■ AIM OF THE TASK: According to the Flink Pod Identity thread, how was the issue solved?

■ ARTICLE:
--
Re: Flink - Pod Identity

2021-04-06 Thread Swagat Mishra
I was able to solve the issue by providing a custom version of the presto
jar. I will create a ticket and raise a pull request so that others can
benefit from it. I will share the details here shortly.

Thanks everyone for your help and support. Especially Austin, he stands out
due to his interest in the issue and helping to find ways to resolve it.

Regards,
Swagat

On Tue, Apr 6, 2021 at 2:35 AM Austin Cawley-Edwards <
austin.caw...@gmail.com> wrote:

> And actually, I've found that the correct version of the AWS SDK *is*
> included in Flink 1.12, which was reported and fixed in FLINK-18676
> (see[1]). Since you said you saw this also occur in 1.12, can you share
> more details about what you saw there?
>
> Best,
> Austin
>
> [1]: https://issues.apache.org/jira/browse/FLINK-18676
>
> On Mon, Apr 5, 2021 at 4:53 PM Austin Cawley-Edwards <
> austin.caw...@gmail.com> wrote:
>
>> That looks interesting! I've also found the full list of S3 properties[1]
>> for the version of presto-hive bundled with Flink 1.12 (see [2]), which
>> includes an option for a KMS key (hive.s3.kms-key-id).
>>
>> (also, adding back the user list)
>>
>> [1]:
>> https://prestodb.io/docs/0.187/connector/hive.html#amazon-s3-configuration
>> [2]:
>> https://ci.apache.org/projects/flink/flink-docs-release-1.12/deployment/filesystems/s3.html#hadooppresto-s3-file-systems-plugins
>>
>> On Mon, Apr 5, 2021 at 4:21 PM Swagat Mishra  wrote:
>>
>>> Btw, there is also an option to provide a custom credential provider,
>>> what are your thoughts on this?
--
[Image region outline records]

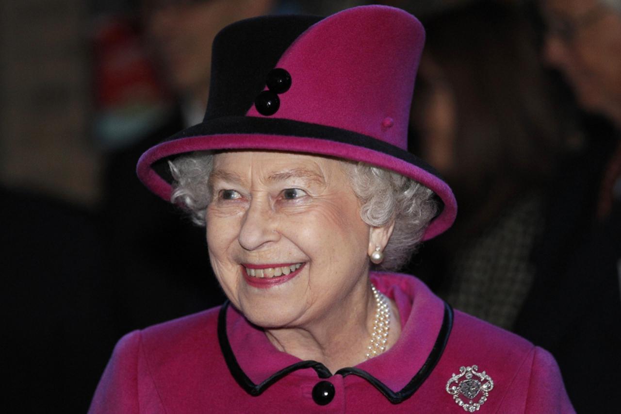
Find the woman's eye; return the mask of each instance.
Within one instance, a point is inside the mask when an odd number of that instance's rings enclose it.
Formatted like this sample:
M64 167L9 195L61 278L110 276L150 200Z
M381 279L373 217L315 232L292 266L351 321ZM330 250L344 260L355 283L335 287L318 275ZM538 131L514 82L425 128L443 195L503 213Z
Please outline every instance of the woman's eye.
M286 188L283 190L283 198L285 200L296 200L306 195L306 192L299 188Z
M237 200L242 196L234 190L222 190L220 191L220 198L222 200Z

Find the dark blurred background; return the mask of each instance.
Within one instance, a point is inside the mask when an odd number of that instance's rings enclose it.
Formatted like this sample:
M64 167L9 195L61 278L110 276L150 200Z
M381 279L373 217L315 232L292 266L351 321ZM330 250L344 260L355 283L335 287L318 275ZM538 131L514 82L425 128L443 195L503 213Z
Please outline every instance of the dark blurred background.
M592 265L621 252L609 218L620 190L609 202L598 195L602 176L619 186L607 167L619 126L585 111L557 71L538 2L1 0L9 407L84 412L122 334L224 300L202 230L134 172L145 150L201 120L215 33L253 16L369 2L427 28L410 150L445 176L460 206L455 228L406 271L553 352L577 408L620 385L612 369L597 375L599 395L579 382L619 349L621 261ZM584 285L586 274L595 282Z

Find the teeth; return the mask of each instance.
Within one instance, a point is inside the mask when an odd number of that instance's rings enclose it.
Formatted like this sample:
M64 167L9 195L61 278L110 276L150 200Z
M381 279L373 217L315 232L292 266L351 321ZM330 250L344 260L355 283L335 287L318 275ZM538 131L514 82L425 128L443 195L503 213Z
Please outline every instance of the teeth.
M283 266L281 267L268 267L266 269L251 269L246 267L246 274L248 276L253 277L277 277L283 275L288 275L292 272L295 272L302 267L302 263L296 263L290 266Z

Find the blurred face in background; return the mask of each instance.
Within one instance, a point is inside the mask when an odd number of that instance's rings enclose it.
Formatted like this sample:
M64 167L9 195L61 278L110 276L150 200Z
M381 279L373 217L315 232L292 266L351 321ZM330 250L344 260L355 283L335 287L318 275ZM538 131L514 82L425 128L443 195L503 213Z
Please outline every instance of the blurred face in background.
M410 117L419 131L420 155L446 177L451 177L455 162L457 103L455 93L442 68L424 53L419 81L424 90L417 96ZM422 86L422 85L421 85Z
M542 0L545 55L581 104L621 124L621 10L599 0Z
M143 0L148 44L181 96L207 101L211 44L224 26L265 14L271 0Z

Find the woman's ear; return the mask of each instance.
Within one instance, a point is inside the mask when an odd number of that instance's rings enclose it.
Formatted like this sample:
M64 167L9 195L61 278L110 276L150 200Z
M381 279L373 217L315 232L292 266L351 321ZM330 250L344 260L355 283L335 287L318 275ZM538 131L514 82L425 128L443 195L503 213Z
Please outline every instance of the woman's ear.
M394 228L394 221L391 221L388 224L381 227L374 227L371 226L369 228L369 247L367 254L371 254L379 247L379 251L383 252L388 244L388 239L392 234L392 229Z

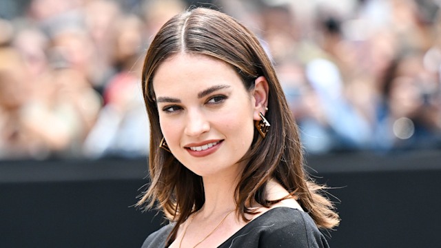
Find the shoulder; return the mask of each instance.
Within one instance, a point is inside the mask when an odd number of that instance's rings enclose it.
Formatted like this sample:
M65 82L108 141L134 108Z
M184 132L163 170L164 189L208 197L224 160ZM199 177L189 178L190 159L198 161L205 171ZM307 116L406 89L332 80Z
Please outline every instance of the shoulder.
M165 247L167 237L168 237L168 235L172 231L173 227L174 224L169 224L149 235L144 241L141 248Z
M329 247L308 214L286 207L267 211L223 245L228 247Z
M309 215L301 210L279 207L261 216L267 228L261 234L263 247L328 247L323 234Z

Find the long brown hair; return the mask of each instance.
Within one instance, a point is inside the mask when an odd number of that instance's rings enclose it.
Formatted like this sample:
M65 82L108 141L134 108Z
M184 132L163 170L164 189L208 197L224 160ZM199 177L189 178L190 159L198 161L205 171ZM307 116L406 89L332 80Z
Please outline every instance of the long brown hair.
M289 192L299 197L299 203L320 228L330 229L339 223L333 204L321 194L323 186L316 184L303 167L302 149L298 127L288 107L274 69L257 37L232 17L206 8L195 8L178 14L158 31L148 49L143 69L142 88L150 121L149 158L150 185L138 206L164 211L176 221L169 236L174 239L179 225L205 202L202 178L159 148L163 138L152 79L158 66L174 54L202 54L231 65L247 89L254 79L264 76L269 84L268 108L265 118L271 128L265 138L254 132L254 138L242 161L246 163L236 188L237 214L245 221L245 214L256 202L269 207L265 188L271 178Z

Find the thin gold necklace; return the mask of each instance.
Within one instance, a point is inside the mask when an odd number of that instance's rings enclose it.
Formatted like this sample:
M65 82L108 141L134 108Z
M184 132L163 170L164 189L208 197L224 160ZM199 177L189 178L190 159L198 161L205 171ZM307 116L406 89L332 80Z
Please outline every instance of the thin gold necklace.
M227 216L228 216L228 215L229 214L232 213L234 210L235 209L233 209L233 210L229 211L228 213L227 213L227 214L225 214L225 216L222 218L220 222L219 222L219 224L218 224L218 225L216 225L216 227L214 227L214 229L212 229L212 231L209 232L209 234L207 234L207 236L205 236L204 238L202 239L202 240L198 242L196 245L194 245L193 248L194 248L194 247L197 247L198 245L199 245L199 244L201 244L205 240L206 240L208 237L209 237L210 235L213 234L214 231L216 231L220 226L222 223L223 223L223 221L225 220L225 219L227 218ZM196 216L196 214L194 214L193 216L192 216L192 218L190 219L189 222L188 223L188 225L187 225L187 227L185 227L185 229L184 230L184 233L182 235L182 238L181 238L181 242L179 242L179 248L181 248L181 245L182 245L182 240L184 240L184 236L185 236L185 234L187 234L187 229L192 224L192 222L193 222L193 219L194 218L194 216Z

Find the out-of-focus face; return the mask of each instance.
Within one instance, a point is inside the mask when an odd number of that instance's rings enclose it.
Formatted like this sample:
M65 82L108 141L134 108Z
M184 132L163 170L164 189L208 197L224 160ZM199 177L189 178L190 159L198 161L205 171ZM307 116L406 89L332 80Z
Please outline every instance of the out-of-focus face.
M153 79L161 129L173 155L202 176L237 175L249 149L256 98L235 70L215 59L179 54Z

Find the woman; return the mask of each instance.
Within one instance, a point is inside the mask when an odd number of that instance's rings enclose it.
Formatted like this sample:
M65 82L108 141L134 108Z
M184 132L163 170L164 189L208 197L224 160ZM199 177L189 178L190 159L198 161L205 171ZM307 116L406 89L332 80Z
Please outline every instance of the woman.
M297 127L254 34L196 8L175 16L145 57L154 203L171 224L143 247L324 247L338 224L306 175Z

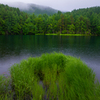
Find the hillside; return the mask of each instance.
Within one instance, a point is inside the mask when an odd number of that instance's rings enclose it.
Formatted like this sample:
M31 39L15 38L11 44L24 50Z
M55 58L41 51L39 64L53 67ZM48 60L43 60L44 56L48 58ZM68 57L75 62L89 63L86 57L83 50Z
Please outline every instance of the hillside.
M36 4L26 4L22 2L16 2L16 3L8 3L10 7L18 7L21 11L24 11L28 14L47 14L47 15L53 15L54 13L57 13L58 10L55 10L53 8L47 7L47 6L41 6Z
M47 14L36 16L34 13L29 15L22 12L19 8L0 4L0 34L48 33L100 35L100 7L66 13L58 11L52 16Z

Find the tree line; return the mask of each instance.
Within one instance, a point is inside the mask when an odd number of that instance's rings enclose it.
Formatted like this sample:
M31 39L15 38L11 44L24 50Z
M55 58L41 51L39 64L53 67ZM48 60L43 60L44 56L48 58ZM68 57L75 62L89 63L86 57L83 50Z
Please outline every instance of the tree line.
M0 34L93 34L100 35L100 7L91 7L53 15L36 16L18 8L0 4Z

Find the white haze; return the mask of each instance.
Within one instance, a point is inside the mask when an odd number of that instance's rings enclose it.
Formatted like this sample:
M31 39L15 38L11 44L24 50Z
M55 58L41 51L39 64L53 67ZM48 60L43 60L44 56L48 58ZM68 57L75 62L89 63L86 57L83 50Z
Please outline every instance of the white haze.
M0 0L0 3L4 4L11 4L12 2L23 2L23 3L43 5L61 11L72 11L74 9L79 9L79 8L100 6L100 0ZM17 6L22 7L21 3L18 4ZM25 7L28 8L27 5Z

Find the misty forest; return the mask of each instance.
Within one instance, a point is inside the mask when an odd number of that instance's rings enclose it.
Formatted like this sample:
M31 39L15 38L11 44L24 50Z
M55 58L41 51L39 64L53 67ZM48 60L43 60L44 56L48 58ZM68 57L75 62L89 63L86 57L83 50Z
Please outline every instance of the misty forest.
M0 34L45 35L85 34L100 35L100 7L55 14L26 13L19 8L0 4Z

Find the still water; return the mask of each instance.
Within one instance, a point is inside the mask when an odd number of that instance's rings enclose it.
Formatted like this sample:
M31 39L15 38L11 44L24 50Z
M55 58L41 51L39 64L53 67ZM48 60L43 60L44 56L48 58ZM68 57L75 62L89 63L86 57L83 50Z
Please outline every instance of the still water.
M0 36L0 74L22 59L54 51L81 58L100 82L100 37Z

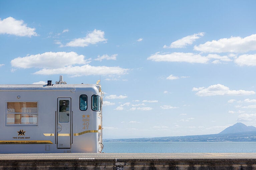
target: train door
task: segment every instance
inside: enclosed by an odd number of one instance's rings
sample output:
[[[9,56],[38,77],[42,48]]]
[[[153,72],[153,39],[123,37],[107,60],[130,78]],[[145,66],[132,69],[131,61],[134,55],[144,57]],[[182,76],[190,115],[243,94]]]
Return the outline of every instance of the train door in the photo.
[[[57,148],[71,147],[71,98],[58,98],[56,118]]]

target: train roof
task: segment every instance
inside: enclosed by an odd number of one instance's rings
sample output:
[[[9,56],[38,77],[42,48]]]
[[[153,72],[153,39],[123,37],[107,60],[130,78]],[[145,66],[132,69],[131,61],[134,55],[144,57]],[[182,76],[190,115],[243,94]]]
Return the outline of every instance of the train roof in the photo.
[[[0,85],[0,91],[12,90],[75,90],[77,88],[86,88],[96,86],[98,89],[100,85],[78,84],[70,85]]]
[[[56,84],[52,84],[52,81],[47,81],[47,84],[41,85],[0,85],[1,91],[61,91],[69,90],[73,91],[76,88],[93,88],[96,87],[99,91],[101,91],[101,86],[99,84],[100,81],[96,84],[67,84],[63,81],[62,76],[59,76],[59,81],[56,82]]]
--
■ RESULT: By providing a custom version of the presto jar.